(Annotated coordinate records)

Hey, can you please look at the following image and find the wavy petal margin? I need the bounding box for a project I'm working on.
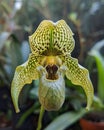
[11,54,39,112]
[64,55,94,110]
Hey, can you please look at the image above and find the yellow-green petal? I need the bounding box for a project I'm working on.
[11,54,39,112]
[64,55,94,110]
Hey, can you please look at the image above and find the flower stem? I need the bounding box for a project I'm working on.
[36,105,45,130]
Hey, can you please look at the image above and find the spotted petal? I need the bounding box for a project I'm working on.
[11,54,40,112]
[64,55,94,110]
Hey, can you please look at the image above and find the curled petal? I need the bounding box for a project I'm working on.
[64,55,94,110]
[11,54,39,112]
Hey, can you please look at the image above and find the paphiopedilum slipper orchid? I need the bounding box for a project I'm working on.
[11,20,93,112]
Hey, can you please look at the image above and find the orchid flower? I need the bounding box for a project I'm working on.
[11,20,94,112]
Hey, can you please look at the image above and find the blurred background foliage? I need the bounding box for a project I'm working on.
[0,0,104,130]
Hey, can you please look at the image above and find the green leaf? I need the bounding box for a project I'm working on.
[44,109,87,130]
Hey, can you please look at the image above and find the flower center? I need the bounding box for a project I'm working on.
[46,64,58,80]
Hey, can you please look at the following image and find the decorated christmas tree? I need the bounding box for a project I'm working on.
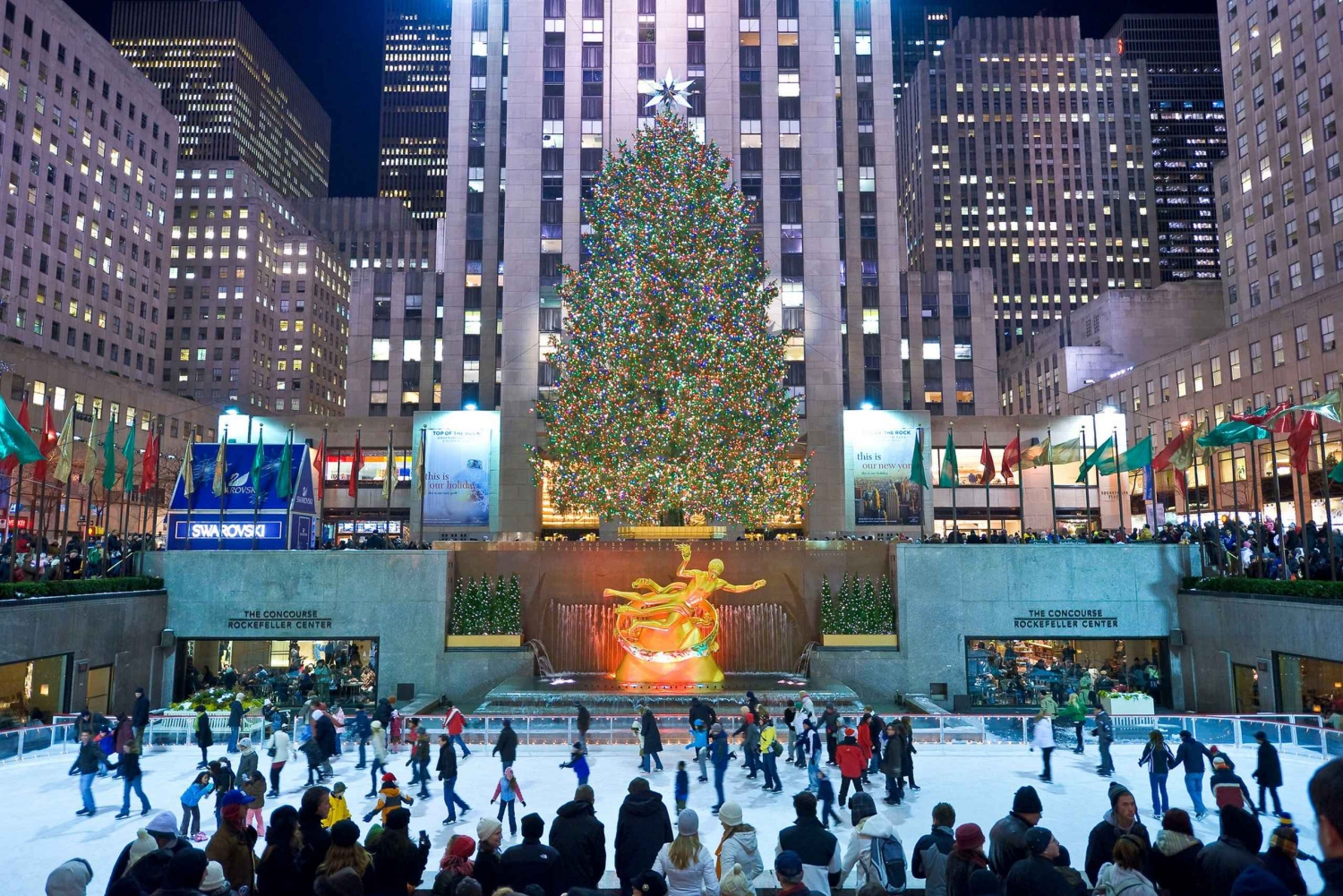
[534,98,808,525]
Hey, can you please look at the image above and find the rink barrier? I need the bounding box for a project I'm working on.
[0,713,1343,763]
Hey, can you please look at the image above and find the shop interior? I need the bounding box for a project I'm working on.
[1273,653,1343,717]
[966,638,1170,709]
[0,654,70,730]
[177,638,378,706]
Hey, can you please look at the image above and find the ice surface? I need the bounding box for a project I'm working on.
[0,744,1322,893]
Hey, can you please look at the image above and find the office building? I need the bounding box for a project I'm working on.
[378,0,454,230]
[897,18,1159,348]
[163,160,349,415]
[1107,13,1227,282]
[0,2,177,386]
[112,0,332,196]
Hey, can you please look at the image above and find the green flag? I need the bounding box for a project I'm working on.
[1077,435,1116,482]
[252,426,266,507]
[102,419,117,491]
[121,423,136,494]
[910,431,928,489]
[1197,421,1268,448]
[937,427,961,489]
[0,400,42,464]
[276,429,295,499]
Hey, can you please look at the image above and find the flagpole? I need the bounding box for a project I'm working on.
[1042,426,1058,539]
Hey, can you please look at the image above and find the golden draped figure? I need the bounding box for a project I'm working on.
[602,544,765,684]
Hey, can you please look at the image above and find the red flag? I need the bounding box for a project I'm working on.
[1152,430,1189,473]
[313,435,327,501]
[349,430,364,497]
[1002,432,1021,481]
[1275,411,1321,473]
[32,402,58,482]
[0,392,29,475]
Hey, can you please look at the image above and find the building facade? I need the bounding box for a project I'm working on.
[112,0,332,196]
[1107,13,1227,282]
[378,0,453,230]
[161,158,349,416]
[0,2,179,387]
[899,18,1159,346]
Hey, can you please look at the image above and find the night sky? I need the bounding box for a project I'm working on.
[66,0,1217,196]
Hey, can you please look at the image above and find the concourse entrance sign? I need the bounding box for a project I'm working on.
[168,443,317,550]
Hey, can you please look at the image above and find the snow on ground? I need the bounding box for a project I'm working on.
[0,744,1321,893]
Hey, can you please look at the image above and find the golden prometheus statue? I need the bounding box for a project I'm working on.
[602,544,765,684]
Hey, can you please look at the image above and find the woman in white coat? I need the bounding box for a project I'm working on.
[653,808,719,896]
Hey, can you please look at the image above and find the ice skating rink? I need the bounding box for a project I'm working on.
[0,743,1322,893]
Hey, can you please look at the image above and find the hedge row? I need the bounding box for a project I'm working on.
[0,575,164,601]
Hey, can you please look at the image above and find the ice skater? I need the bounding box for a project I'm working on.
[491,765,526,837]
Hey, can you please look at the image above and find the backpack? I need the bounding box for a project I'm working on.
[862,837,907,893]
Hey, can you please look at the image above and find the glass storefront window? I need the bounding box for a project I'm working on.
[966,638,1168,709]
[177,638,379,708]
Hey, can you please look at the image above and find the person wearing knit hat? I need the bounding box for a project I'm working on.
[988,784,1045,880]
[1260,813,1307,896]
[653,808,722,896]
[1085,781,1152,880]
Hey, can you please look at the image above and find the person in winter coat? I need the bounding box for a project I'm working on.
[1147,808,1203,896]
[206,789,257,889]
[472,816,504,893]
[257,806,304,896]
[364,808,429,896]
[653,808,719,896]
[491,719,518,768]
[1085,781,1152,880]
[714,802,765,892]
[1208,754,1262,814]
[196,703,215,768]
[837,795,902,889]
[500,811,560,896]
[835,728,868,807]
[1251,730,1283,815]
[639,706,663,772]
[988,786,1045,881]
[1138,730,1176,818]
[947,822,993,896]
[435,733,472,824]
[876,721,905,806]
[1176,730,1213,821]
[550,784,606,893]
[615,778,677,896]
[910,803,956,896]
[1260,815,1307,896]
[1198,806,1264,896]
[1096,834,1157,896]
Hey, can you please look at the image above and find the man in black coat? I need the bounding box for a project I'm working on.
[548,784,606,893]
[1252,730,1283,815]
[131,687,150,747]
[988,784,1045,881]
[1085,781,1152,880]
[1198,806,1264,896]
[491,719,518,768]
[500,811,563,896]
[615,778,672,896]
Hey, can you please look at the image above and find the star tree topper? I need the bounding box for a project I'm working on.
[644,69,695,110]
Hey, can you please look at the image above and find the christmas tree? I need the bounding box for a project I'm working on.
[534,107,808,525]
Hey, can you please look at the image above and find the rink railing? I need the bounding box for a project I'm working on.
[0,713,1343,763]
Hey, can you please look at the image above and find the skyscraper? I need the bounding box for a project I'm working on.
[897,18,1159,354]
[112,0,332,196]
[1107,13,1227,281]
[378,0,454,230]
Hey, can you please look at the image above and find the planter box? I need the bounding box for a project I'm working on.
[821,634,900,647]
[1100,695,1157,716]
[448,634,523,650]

...

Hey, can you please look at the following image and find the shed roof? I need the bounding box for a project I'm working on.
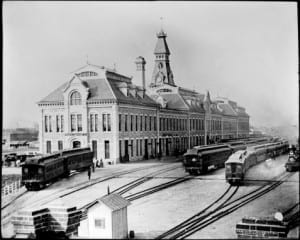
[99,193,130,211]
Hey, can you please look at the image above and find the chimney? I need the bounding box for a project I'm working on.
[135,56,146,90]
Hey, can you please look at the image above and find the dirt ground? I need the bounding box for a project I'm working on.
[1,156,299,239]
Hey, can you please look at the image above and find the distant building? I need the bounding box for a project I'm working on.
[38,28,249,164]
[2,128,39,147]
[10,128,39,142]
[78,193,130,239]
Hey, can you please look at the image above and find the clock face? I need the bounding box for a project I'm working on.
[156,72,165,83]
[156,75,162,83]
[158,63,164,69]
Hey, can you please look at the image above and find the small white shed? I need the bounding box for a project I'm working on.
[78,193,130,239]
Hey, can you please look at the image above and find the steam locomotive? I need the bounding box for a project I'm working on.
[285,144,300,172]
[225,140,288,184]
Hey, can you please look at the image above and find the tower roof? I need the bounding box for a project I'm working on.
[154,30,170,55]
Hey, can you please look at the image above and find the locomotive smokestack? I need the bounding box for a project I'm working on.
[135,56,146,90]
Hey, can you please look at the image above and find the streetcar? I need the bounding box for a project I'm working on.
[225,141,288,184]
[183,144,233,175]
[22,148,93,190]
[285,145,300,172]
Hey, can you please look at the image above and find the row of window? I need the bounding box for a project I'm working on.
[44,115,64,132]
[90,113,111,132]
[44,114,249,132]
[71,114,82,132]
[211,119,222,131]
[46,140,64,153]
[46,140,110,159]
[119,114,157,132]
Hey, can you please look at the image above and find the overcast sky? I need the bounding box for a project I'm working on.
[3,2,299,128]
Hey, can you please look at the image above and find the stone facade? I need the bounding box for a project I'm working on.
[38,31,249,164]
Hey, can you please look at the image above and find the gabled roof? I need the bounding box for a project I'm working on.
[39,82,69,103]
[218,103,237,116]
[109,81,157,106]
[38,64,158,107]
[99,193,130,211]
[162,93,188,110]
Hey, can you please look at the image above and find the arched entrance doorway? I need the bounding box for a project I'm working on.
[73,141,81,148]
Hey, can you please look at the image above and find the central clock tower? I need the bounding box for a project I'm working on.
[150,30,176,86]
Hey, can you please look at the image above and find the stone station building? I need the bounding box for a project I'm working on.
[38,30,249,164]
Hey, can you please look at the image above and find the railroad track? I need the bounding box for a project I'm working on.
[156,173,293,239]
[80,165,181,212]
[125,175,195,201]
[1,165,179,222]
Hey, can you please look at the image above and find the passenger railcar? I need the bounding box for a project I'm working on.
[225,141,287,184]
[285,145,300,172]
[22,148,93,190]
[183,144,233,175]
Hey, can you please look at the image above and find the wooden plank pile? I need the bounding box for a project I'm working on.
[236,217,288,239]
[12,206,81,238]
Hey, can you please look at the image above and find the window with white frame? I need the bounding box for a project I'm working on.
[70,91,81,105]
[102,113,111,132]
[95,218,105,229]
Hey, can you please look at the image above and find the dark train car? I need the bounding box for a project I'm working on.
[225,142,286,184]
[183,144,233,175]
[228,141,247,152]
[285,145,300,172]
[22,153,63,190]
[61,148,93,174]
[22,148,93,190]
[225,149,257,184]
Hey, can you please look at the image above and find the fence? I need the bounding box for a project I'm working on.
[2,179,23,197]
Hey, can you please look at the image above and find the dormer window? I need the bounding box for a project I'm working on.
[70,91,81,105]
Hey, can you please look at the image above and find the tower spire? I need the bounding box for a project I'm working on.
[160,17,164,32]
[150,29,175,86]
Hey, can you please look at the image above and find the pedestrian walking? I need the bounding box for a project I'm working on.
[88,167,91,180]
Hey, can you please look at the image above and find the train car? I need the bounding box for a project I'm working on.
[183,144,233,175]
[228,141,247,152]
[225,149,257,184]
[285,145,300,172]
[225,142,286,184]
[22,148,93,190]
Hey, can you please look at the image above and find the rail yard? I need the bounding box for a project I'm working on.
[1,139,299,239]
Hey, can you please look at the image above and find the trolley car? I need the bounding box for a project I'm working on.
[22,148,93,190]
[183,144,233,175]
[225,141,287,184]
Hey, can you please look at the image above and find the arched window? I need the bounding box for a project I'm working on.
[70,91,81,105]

--- What is expected ---
Reproduce in full every line of the records in the stretch from the line containing "find the night" through the line containing "[0,743,1322,893]". Multiply each bounding-box coordinate by 0.85 and round it to a whole number, rounding halves up.

--- Response to this task ---
Hey, can you please look at the image above and find the night sky? I need the bounding box for a project I'm working on.
[56,0,1034,167]
Hey, can you please look at the image above and find the concourse entrance sign? I need the bounding box for a project I'm working on.
[143,377,269,468]
Hey, can you please look at the image above and find the snow on ground? I need the bounding box for a project I'm working on.
[0,632,1123,759]
Hey, can you please look at the image above and find the golden prometheus statue? I need the bounding box for a project I'm working on.
[512,462,650,581]
Hey, can you please look at the image above and find the woman in white coat? I need the bounding box for a project I'm working on.
[555,687,611,762]
Hey, can you please look at the image above and find the ice skating rink? I need the bounding box for a project I'm working on.
[0,632,1124,759]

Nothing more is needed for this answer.